Requirement:
Skip every line before the one containing "518V498L1 500V536H23L25 546L41", then copy that line and the rest of the entries below exactly, through the last line.

[Records excerpted from a collection]
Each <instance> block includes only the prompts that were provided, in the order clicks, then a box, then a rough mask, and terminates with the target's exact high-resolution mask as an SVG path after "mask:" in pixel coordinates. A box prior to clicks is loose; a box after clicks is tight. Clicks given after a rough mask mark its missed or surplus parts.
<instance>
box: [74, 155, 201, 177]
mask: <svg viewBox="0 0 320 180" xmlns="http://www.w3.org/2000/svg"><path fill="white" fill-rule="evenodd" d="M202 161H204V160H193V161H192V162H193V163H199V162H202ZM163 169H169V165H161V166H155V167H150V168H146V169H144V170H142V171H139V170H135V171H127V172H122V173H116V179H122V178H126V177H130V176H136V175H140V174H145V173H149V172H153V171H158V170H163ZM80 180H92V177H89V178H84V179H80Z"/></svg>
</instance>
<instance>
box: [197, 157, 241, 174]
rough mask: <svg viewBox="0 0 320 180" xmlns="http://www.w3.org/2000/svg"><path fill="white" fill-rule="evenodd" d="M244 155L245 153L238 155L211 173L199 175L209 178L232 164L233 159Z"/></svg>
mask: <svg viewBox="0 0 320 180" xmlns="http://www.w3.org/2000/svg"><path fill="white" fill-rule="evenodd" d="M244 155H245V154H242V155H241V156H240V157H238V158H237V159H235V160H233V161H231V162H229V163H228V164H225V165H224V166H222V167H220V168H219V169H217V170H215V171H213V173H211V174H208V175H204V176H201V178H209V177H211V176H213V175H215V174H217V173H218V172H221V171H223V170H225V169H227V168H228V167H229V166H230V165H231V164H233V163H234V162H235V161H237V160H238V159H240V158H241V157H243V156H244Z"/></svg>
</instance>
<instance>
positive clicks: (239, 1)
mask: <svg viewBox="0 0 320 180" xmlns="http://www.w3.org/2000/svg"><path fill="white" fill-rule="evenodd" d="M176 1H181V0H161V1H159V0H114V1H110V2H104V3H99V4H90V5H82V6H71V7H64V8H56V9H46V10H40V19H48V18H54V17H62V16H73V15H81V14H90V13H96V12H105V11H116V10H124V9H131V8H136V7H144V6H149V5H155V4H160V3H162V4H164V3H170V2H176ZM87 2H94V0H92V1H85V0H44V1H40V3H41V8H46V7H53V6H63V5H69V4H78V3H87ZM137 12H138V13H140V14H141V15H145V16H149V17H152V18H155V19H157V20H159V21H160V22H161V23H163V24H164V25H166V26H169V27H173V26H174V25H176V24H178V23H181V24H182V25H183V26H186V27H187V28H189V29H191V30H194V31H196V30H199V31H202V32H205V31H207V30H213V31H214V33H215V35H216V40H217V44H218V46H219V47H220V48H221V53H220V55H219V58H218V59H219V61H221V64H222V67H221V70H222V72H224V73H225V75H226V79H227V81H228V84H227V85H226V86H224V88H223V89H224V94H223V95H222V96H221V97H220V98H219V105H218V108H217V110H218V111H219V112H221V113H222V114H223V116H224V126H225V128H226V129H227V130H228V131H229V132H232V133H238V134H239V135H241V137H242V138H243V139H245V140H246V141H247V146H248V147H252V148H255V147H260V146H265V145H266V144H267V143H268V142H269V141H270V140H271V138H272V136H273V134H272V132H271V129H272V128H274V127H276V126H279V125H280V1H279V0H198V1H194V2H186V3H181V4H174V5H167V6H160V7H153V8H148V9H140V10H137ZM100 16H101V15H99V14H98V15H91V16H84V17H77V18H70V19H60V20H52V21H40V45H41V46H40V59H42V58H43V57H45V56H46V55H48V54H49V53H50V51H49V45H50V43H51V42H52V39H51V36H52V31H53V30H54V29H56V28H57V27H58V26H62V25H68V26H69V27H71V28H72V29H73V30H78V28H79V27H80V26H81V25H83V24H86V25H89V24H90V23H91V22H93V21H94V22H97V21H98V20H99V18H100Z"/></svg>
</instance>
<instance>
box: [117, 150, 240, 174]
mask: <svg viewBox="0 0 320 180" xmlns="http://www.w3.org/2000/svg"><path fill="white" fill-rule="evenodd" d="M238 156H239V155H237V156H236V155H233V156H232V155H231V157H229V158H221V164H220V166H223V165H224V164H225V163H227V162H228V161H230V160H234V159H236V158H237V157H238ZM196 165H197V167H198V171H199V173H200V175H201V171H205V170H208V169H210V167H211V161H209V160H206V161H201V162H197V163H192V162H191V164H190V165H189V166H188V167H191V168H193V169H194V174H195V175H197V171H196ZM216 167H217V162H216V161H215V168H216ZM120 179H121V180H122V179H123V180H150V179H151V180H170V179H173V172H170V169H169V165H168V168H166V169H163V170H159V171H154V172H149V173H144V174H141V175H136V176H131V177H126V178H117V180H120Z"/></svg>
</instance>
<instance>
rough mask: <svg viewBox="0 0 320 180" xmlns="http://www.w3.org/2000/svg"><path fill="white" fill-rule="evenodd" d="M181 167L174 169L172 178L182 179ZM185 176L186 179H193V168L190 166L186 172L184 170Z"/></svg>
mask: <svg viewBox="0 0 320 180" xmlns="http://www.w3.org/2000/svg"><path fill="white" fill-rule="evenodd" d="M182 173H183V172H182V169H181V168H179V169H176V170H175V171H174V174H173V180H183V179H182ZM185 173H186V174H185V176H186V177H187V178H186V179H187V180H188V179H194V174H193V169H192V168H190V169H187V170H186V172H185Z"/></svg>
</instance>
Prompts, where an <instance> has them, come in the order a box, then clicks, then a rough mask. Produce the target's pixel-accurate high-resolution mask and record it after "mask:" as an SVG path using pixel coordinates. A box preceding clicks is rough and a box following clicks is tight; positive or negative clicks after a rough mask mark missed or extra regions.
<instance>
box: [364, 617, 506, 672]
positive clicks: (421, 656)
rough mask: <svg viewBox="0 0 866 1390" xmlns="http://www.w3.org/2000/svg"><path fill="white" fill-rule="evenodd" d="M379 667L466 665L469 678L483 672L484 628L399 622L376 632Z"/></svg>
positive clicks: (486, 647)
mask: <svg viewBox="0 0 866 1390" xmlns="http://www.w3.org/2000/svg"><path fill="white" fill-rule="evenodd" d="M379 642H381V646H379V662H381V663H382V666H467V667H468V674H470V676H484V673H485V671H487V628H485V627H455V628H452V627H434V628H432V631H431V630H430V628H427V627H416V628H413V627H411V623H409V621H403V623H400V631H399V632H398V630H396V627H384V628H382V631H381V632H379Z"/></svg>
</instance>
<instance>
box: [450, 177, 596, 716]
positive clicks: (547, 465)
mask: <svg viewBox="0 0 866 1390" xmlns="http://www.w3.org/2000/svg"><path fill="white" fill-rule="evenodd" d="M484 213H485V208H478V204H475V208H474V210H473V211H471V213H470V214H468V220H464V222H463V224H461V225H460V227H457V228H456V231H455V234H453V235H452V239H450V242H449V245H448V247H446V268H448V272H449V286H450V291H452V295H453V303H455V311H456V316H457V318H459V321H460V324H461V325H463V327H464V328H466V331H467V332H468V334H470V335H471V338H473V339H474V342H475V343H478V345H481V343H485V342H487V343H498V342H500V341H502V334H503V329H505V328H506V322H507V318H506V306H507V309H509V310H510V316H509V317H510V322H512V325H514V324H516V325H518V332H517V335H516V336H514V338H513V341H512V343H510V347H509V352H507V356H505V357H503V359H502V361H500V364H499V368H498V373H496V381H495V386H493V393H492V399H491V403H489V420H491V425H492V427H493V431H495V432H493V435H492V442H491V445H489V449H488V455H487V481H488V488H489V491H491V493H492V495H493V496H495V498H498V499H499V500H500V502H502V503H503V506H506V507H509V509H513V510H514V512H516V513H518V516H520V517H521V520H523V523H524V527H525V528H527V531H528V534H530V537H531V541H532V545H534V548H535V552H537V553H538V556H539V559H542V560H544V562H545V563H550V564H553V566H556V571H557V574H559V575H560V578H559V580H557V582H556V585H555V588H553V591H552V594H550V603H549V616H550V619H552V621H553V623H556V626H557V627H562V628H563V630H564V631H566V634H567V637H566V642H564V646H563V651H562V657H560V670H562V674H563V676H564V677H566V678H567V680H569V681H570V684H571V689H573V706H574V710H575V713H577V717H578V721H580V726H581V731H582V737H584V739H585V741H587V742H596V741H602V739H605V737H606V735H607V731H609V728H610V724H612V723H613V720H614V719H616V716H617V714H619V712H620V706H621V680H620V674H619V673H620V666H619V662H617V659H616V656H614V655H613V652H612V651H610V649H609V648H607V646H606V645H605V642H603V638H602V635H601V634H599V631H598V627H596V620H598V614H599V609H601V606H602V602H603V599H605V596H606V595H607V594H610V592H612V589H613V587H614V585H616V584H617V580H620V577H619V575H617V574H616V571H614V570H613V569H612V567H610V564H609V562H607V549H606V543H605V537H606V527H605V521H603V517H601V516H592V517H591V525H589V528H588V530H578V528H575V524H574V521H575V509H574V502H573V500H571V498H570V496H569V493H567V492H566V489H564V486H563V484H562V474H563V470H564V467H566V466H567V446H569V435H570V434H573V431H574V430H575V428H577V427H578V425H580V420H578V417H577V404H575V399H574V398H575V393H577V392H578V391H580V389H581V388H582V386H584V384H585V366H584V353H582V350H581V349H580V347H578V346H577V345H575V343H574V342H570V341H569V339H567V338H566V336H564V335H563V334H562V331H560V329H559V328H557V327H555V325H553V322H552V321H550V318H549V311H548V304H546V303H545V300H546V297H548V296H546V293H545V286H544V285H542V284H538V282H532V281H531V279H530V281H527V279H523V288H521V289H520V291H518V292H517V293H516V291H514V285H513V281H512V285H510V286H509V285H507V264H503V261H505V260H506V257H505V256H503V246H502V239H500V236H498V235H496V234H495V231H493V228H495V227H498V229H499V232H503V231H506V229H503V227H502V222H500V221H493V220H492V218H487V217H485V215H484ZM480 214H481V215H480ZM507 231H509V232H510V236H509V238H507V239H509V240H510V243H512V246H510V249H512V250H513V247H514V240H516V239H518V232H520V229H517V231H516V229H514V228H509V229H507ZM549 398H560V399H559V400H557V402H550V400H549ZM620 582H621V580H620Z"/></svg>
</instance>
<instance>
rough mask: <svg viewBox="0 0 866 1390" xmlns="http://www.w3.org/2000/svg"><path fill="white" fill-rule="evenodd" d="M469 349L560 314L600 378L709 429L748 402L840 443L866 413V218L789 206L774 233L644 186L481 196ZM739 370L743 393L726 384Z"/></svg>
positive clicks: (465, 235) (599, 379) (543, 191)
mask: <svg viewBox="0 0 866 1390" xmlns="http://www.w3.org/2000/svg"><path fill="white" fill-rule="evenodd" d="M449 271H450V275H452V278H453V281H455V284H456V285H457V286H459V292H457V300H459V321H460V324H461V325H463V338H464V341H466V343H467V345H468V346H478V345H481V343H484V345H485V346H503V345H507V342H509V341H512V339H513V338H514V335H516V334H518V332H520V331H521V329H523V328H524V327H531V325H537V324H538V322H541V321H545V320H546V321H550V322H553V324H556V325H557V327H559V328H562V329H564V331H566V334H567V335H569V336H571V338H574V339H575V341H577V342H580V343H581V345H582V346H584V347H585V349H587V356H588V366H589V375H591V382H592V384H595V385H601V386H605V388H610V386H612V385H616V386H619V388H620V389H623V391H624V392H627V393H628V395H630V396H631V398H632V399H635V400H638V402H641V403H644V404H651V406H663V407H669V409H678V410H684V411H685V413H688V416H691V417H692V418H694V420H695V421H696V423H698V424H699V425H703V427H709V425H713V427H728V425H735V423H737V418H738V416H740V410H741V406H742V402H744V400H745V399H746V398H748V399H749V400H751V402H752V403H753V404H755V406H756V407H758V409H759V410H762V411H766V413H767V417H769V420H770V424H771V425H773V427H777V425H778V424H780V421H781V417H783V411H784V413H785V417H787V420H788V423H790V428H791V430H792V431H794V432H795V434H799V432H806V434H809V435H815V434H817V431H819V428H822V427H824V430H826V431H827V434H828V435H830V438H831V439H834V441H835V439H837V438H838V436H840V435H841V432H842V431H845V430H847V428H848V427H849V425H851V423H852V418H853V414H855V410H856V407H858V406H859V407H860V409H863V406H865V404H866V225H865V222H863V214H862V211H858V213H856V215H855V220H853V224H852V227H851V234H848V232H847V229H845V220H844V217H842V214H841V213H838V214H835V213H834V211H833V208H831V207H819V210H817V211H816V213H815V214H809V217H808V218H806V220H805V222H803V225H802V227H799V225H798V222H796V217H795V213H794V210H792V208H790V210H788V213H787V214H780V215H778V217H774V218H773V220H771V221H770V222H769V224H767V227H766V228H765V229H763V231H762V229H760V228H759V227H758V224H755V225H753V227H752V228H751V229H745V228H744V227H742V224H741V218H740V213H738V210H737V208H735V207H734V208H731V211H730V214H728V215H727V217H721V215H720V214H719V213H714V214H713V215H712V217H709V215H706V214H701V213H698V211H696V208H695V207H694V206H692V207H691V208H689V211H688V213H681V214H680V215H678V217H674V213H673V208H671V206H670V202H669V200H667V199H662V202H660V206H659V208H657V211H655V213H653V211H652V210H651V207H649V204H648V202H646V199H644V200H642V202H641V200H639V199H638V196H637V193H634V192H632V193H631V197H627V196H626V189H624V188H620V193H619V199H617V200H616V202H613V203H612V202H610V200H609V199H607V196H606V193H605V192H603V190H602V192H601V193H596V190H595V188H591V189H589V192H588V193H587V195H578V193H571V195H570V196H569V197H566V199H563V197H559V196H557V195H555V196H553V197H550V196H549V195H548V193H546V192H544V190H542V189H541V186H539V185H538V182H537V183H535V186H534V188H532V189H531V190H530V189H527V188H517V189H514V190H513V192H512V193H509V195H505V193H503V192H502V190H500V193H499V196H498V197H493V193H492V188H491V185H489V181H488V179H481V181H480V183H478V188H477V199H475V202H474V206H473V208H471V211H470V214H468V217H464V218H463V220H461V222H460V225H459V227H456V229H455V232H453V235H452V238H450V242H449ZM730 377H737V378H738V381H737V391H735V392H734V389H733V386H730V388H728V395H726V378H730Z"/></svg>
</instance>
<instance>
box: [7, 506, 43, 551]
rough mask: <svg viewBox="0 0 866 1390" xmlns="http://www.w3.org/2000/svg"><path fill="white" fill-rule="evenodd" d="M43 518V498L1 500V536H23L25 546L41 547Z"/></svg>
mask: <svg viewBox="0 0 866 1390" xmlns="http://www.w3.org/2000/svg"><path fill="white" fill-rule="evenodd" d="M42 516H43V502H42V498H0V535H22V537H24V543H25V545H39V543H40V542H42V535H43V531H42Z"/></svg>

Answer:
rough mask: <svg viewBox="0 0 866 1390" xmlns="http://www.w3.org/2000/svg"><path fill="white" fill-rule="evenodd" d="M43 518V498L1 500V536H23L25 546L41 547Z"/></svg>
mask: <svg viewBox="0 0 866 1390" xmlns="http://www.w3.org/2000/svg"><path fill="white" fill-rule="evenodd" d="M42 516H43V502H42V498H0V535H22V537H24V543H25V545H39V543H40V542H42V535H43V531H42Z"/></svg>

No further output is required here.